BRANO FORNITO -
--- --- ---

Si chiamava Dominikos Theotokopoulos, ed apponeva la propria firma in originale, in caratteri greci. El Greco, appunto, così é rimasto il suo nome, un soprannome, in una terra lontana dalla sua Candia. E' come se quelle lettere in greco con le quali ostinatamente si firmava, continuassero a testimoniare il sapore della sua terra. E così, dopo Venezia, dopo Roma, approdava nella cattolicissima Spagna, varcava le porte della cinta di Toledo e qui si stabiliva per il resto della sua vita. Nasceva "El Greco", uno stile personalissimo ed immediatamente riconoscibile, tra migliaia di tele, nasceva a contatto con una tradizione secolare, nel solco profondo della Reconquista e della Controriforma, non così lontana. Lo maturava in questa terra, di sole e di riti, sul germoglio impiantato durante l'esperienza italiana, gli incontri con la pittura veneziana, primo tra tutti Tiziano, ed i grandi maestri che aveva osservato a Roma. Le forme plastiche di Michelangelo, i colori delicati di Raffaello. Le opere di questo periodo rispecchiano una fase della vita artistica del Greco, e lentamente iniziano a fondersi in quei tratti tanto peculiari che trionferanno nella seconda metà della sua vita, interamente spesa a Toledo.

--- --- ---

CONSEGNE SCRITTE -
[1] Secondo il brano su El Greco, in quale città si stabilì il pittore per il resto della sua vita?
[2] Continua il brano su El Greco a partire dopo la sua ultima frase.

Righe di posizionamento dei punti:
--- --- ---

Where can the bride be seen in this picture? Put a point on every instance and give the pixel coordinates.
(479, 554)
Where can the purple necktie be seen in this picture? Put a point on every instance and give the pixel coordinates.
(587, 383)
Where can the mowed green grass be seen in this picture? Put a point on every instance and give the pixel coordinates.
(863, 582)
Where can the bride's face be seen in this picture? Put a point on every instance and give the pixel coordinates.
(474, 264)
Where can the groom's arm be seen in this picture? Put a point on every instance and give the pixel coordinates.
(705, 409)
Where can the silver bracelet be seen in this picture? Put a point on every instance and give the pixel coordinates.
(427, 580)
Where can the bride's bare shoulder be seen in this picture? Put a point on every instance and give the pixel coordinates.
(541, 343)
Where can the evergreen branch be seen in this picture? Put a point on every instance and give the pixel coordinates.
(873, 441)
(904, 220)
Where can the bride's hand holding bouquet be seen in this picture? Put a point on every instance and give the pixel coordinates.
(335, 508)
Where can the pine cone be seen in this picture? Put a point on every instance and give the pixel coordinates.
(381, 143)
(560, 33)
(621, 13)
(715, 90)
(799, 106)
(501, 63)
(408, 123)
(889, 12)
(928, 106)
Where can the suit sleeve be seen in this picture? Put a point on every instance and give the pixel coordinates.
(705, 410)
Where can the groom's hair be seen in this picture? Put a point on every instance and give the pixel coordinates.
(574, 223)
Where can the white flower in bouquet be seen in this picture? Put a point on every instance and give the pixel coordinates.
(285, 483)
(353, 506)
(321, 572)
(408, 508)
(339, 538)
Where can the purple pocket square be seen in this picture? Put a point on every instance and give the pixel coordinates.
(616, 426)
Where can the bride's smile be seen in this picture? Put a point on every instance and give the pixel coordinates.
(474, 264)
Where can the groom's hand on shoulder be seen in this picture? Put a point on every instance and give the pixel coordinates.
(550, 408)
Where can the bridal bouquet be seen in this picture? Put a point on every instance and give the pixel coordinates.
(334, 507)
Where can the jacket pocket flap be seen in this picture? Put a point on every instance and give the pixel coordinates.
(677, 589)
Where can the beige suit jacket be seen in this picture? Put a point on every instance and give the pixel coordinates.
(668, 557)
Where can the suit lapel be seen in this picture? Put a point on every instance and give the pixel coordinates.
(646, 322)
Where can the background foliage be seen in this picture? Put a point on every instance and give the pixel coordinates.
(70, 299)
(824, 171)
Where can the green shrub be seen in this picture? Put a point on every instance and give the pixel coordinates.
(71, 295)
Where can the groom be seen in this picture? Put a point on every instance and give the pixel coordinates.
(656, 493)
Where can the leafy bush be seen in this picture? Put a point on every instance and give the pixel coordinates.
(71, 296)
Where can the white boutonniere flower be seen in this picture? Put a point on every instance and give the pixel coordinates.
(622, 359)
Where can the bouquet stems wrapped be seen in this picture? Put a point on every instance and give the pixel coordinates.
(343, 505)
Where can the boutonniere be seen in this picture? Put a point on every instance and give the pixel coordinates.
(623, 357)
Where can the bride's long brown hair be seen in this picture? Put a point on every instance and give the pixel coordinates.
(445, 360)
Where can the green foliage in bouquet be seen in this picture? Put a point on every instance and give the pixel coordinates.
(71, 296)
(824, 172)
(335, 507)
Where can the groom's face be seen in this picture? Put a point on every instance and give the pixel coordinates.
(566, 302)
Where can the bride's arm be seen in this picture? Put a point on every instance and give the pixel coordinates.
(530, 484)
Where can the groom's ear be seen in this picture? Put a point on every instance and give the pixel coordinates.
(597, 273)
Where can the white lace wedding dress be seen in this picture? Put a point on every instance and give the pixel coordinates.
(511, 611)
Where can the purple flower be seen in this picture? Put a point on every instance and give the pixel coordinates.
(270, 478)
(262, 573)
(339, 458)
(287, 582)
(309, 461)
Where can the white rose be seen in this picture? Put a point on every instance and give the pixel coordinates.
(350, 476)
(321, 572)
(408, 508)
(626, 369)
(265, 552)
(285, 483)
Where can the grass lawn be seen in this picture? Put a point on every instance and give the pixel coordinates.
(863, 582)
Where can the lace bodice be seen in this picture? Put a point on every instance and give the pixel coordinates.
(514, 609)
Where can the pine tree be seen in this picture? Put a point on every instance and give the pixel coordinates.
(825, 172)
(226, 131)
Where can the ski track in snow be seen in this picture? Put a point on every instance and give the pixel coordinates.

--- --- ---

RISPOSTE PER CONSEGNA -
[1] A Toledo.

[2]
Certo, Toledo, la città dove torna, idealmente, attraverso le sue opere, a quattrocento anni dalla morte, Dominikos Theotokopoulos, in una mostra che ne copre e ripercorre tutta la parabola artistica. Anche attraverso le preziose testimonianze rimaste nella città, tesori preservati lungo un percorso di calli, saliscendi e passaggi angusti.
Rosso. Giallo. Verde. Blu. Quasi abbagliano, tanto sono vivi e brillanti. Merito delle pennellate di bianco che formano contrasti vertiginosi, nelle pieghe delle vesti. Sono la prima cosa a catturare l'occhio, a guidarlo. E poi, i volti, non so trovare una parola per descriverli, non belli, non precisi, tratteggiati secondo uno stile unico che li rende così riconoscibili, così legati ad un mondo antico ed impalpabile. Suonano melodie profonde, lente, fatte di buio e di un passato che rimane lontano, distaccato. Così El Greco diventava il pittore dell'invisibile, di quella spiritualità, di quel moto interiore e quel mistero religioso che l'arte cercava di svelare, contrapponendosi al realismo caravaggesco ed alle poderose figure michelangiolesche. Qualcosa che non si vede, come fosse passato un attimo prima di essere impresso nella tela, eppure rimasto lì in qualche modo. Un mondo lontano e visionario, quasi mistico, che racconta in modo originale quella parte più inafferrabile dell'animo umano.

 

 

Aunque parezca sorprendente, nunca se ha realizado una exposición sobre el Greco en Toledo. En 1902 se celebró la primera muestra sobre el artista en el Museo del Prado y, desde entonces, la figura del pintor se ha dado a conocer a través de exposiciones en el mundo entero, pero nunca en Toledo, su ciudad.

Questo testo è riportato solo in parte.